### Exercise brief
Rewrite all of the rows below, changing "in this photo" to "in this image" wherever it occurs and leaving everything else untouched. Omit the pictures from your answer.
** Begin Extracted data **
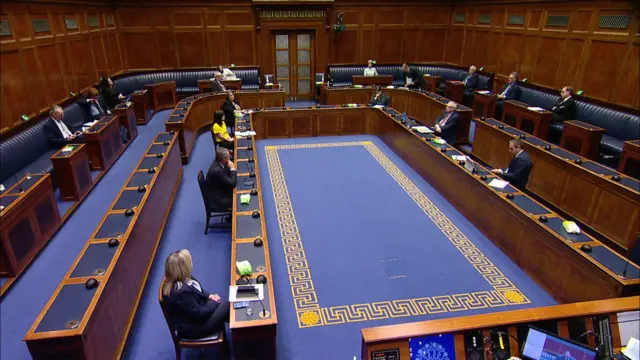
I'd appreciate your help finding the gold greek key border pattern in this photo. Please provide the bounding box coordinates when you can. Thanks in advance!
[265,141,531,328]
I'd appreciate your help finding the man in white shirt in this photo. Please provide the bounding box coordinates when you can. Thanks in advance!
[43,105,84,148]
[364,60,378,76]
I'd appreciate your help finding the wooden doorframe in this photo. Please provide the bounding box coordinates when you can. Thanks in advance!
[271,29,316,100]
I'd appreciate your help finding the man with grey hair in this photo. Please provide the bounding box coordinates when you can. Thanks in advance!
[43,105,84,149]
[435,101,458,145]
[205,147,238,212]
[495,72,520,119]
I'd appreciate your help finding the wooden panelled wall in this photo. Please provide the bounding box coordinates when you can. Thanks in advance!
[444,1,640,108]
[0,1,124,133]
[0,0,640,133]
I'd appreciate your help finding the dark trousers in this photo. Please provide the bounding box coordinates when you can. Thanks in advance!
[180,299,229,339]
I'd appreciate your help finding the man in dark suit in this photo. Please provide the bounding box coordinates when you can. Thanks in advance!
[205,147,238,212]
[495,72,520,120]
[491,139,533,190]
[211,72,227,92]
[369,86,389,106]
[402,63,424,89]
[551,86,576,123]
[435,101,458,144]
[43,105,84,149]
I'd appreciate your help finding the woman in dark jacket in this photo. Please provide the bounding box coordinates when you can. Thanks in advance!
[162,249,229,339]
[99,77,124,110]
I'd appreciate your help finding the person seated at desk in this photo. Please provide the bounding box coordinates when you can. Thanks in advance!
[98,77,124,110]
[369,86,389,106]
[218,65,236,80]
[495,72,520,120]
[211,72,227,92]
[491,139,533,191]
[211,110,233,150]
[77,88,111,120]
[434,101,458,144]
[551,86,576,123]
[162,249,229,340]
[402,63,424,89]
[364,60,378,76]
[43,105,84,149]
[205,147,238,212]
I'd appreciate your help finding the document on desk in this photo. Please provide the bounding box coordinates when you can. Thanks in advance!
[229,284,264,302]
[489,179,509,189]
[412,126,433,134]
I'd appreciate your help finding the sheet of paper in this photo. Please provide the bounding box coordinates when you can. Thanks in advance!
[489,179,509,189]
[412,126,433,134]
[229,284,264,302]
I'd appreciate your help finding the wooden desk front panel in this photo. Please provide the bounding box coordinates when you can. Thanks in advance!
[0,175,61,277]
[378,114,623,302]
[252,108,377,140]
[473,121,640,249]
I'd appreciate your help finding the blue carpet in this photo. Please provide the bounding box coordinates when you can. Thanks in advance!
[258,136,555,359]
[0,111,170,360]
[125,126,231,360]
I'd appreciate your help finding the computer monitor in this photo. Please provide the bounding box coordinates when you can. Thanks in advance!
[522,327,598,360]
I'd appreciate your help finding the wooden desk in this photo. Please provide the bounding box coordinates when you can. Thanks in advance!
[221,79,242,91]
[51,144,93,201]
[165,89,286,164]
[24,133,182,359]
[444,80,464,104]
[618,140,640,180]
[351,75,393,86]
[144,81,178,111]
[361,296,640,360]
[229,115,278,359]
[84,115,122,170]
[473,90,498,119]
[560,120,604,160]
[320,86,471,144]
[0,174,61,277]
[473,119,640,250]
[131,90,155,125]
[113,102,139,141]
[502,100,552,140]
[422,74,442,93]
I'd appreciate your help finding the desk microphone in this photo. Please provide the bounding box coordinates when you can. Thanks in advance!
[241,276,269,319]
[13,174,24,194]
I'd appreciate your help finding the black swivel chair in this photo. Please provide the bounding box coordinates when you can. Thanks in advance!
[198,170,231,235]
[158,280,229,360]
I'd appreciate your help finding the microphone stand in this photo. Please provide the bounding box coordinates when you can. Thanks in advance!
[241,276,269,319]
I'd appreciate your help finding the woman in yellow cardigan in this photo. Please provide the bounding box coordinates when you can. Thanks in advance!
[211,110,234,150]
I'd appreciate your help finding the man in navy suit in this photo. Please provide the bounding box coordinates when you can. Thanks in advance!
[491,139,533,190]
[435,101,458,144]
[43,105,84,149]
[495,72,520,119]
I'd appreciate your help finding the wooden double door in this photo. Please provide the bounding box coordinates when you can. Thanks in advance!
[273,31,314,100]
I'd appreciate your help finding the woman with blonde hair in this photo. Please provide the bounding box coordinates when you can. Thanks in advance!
[162,249,229,339]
** End Extracted data **
### Response to the exercise
I'd appreciate your help finding the gold greek key border pattern in this image. Please provide the bounding box coordinates when you can. Thanks in advance!
[265,141,531,328]
I'd appreciate your help finding the man in white shirt in this image. Please provide the bounding box coordinates when you can. Thanks in advance!
[43,105,84,148]
[364,60,378,76]
I'd appreciate your help finding the wooden doorframe in this image. Please provide the bounding box coordinates when you can. Thanks in advance!
[271,29,316,100]
I'd appreciate your help finding the man with grey hair in this image. Please provide the bounding box coordinates when you can. Thanks in advance!
[43,105,84,149]
[435,101,458,145]
[205,147,238,212]
[495,72,520,119]
I'd appreciate your help finding the wooden panelled wall in this image. Please provide the bounding box coordinates when you can. Thanks in advance!
[444,1,640,108]
[0,1,124,133]
[0,0,640,133]
I'd appreciate your help finding the dark trousers in this image. Please provide the bounding box coordinates when you can. Thanks in advance!
[180,299,229,339]
I'd appreciate your help finding the man in dark suit in this image. Please provide the bounding box coordinates when you can. Thanks in advance!
[205,147,238,212]
[495,72,520,120]
[491,139,533,190]
[211,72,227,92]
[369,86,389,106]
[402,63,424,89]
[551,86,576,123]
[435,101,458,144]
[43,105,84,149]
I'd appreciate your help finding the woman in dark jacket in this image. Please provide the bounding box coordinates when you can. Thanks in advance!
[162,249,229,339]
[99,77,124,110]
I'd appreciate your help finding the person seated at desk in this image. Please provide the bounding box coordinates when you can. Thanks in advance!
[98,77,124,110]
[369,86,389,106]
[218,65,236,80]
[495,72,520,120]
[211,72,227,92]
[491,139,533,191]
[211,110,233,150]
[77,88,111,120]
[434,101,458,144]
[551,86,576,123]
[162,249,229,340]
[402,63,424,89]
[364,60,378,76]
[43,105,84,149]
[205,147,238,212]
I'd appreciate your help finding the document on desk in this image. Please provide the bounding box coordinates when you can. Thanks in advance!
[229,284,264,302]
[489,179,509,189]
[412,126,433,134]
I'd appreciate your help finding the sheet of paper in this image. Please provide the bounding box coordinates when you can. Thanks in advance!
[489,179,509,189]
[412,126,433,134]
[229,284,264,302]
I'd appreciate your help finding the wooden desk front panel in this image. Please provide the bounding box coordinates when you can. Thanks in advance!
[0,175,61,277]
[378,114,623,302]
[252,108,377,140]
[473,121,640,249]
I'd appreciate your help finding the blue carpet in this image. Please provide the bounding box coordinates when you can. Thanks in advance!
[258,136,555,359]
[0,111,170,360]
[125,126,231,360]
I'd appreciate your help finding the computer monitor in this image. Please provide the bounding box coordinates when you can. Thanks in advance!
[522,327,598,360]
I'd appreciate your help finding the wooden desk in this image. Please provide the bounding box coordinates when you can. Thanks in advance!
[221,79,242,91]
[51,144,93,201]
[165,89,286,164]
[24,133,182,359]
[444,80,464,104]
[618,140,640,180]
[351,75,393,86]
[144,81,178,111]
[361,296,640,360]
[229,115,278,359]
[84,115,122,170]
[473,90,498,119]
[560,120,604,160]
[320,86,471,144]
[0,174,61,277]
[473,119,640,250]
[131,90,155,125]
[113,102,139,141]
[502,100,552,140]
[422,74,442,93]
I'd appreciate your help finding the desk microphone in this image. Please provide the bounding box coordinates when you can. Thanks in advance!
[241,276,269,319]
[13,174,24,194]
I'd appreciate your help finding the black swivel chair in this image. Please provide the bounding box coordinates when you can. Thanks in advance!
[198,170,231,235]
[158,280,229,360]
I'd appreciate your help finding the microphone stand in this image. Please provide the bounding box coordinates when you can. Thanks in advance!
[241,276,269,319]
I'd appreciate your help finding the woman in yellow cardigan in this image. Please provide the bounding box coordinates when you can. Thanks in advance!
[211,110,234,150]
I'd appreciate your help finding the man in navy suit in this image. Please provide the bounding box coordinates when you can. Thanks in advance!
[491,139,533,190]
[435,101,458,144]
[43,105,84,149]
[495,72,520,119]
I'd appreciate your help finding the wooden double door in this image. Please provide the bounding box coordinates when you can. Thanks in advance!
[273,31,314,100]
I'd appreciate your help finding the woman with blonde hair in this image. Please provide the bounding box coordinates when you can. Thanks in advance!
[162,249,229,339]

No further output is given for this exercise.